* [Task statement]: Rewrite every entry below with "occurrences" replaced by "instances" and nothing else altered. Leave the pictures out of your answer.

##########

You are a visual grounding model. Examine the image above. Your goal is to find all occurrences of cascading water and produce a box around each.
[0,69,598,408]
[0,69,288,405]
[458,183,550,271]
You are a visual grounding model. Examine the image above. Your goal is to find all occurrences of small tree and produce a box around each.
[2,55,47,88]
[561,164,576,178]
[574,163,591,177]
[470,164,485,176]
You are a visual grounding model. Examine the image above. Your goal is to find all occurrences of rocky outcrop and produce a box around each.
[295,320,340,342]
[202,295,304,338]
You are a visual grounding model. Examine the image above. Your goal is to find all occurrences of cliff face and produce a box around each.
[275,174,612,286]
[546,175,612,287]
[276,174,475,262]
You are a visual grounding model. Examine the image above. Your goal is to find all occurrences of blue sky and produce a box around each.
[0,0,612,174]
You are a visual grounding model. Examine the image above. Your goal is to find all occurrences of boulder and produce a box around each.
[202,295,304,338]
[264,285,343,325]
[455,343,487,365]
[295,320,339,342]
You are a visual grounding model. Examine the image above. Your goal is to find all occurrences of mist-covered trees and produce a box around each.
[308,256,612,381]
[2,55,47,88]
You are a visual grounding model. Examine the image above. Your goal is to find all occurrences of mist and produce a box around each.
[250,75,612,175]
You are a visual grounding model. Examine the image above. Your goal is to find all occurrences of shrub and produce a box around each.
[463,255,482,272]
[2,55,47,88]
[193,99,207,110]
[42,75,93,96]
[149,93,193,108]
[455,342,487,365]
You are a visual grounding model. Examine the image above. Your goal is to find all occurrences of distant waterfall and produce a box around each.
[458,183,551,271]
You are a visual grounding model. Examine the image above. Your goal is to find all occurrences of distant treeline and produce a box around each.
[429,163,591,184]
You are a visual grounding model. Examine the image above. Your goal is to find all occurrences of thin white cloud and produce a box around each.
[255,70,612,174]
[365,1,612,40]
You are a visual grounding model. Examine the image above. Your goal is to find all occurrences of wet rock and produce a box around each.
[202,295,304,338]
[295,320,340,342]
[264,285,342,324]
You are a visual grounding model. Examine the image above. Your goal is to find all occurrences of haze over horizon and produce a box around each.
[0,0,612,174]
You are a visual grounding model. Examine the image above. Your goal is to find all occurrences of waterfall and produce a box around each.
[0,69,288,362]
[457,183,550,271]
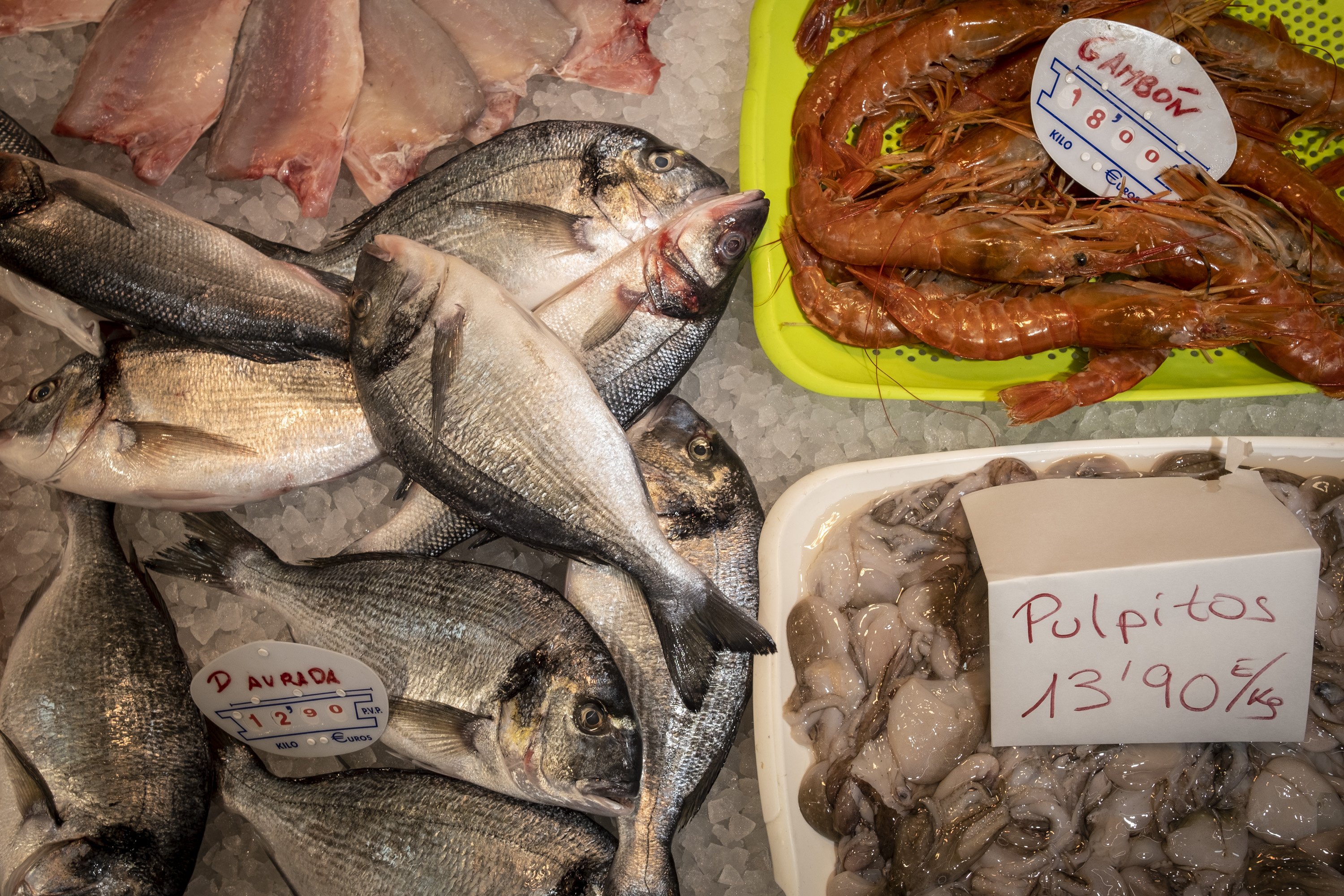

##########

* [Written reply]:
You are a visual grounding model. Examine the image above. Your goal is to find all instances of cascading water and produce a box around each.
[0,69,598,408]
[0,69,288,405]
[458,183,550,271]
You are a visual grounding model. Examine the image above. Your goal is to find all instances of small tree and produce a box around each.
[2,55,47,88]
[561,164,576,178]
[574,163,591,177]
[470,164,485,176]
You are a visual grounding model. Examine the image above. Your goal is to find all instances of rocky outcrop and produce a box around each.
[295,320,340,342]
[202,295,304,338]
You are a visual grounding model. Examine the image above. Your goal is to find all instances of cliff face and produce a box around each.
[275,174,612,286]
[546,175,612,287]
[276,174,475,262]
You are a visual grounding model. Examine the image above. Your goal is to find all instances of blue sky and produce a box around each.
[0,0,612,174]
You are a visual grounding model. Examine the image above. Your goal is to find all instances of boulder and produce a box around each.
[202,295,304,338]
[264,285,343,325]
[455,343,487,365]
[295,320,339,342]
You are a visual grounding model. Examine the image above. Your goal is to find all instances of mist-covered trees and produce a box around each.
[308,256,612,381]
[2,55,47,88]
You are a visual grounding model. Examine the image above. Your goal is to find all instances of mist and produce a box around each.
[250,75,612,175]
You are a visual grounding model. Examine the image above. Your goal is to find all instances of shrub and produce a box around each.
[463,255,482,272]
[2,55,47,88]
[193,99,207,110]
[42,75,93,96]
[149,93,193,108]
[455,342,487,365]
You are a visual grounding model. Examine the image above. Your goal is to find all instances of distant waterfall and produce a box around each.
[458,183,551,271]
You are a visual grounding model. Examine the image above. Your goal is to find all instances of distant treeline and produce a box around each.
[429,163,591,184]
You are a visual grounding model. Examine the image above. Your goal is to find all instances of thin white cloud and produce a box around each.
[255,70,612,174]
[365,1,612,40]
You are a visual grounding model. Examine the image above. Your goal is to find all instances of wet rock and produce a box around each.
[202,295,304,338]
[295,320,340,342]
[264,285,342,324]
You are a visual grounding model. Examine the image above. Your goal is to find all instances of haze over horizon and produce a box around each.
[0,0,612,174]
You are a visual grounding model. Examine the image above. Your goal is to find all instances of waterfall and produce a box around each.
[0,69,288,362]
[457,183,550,271]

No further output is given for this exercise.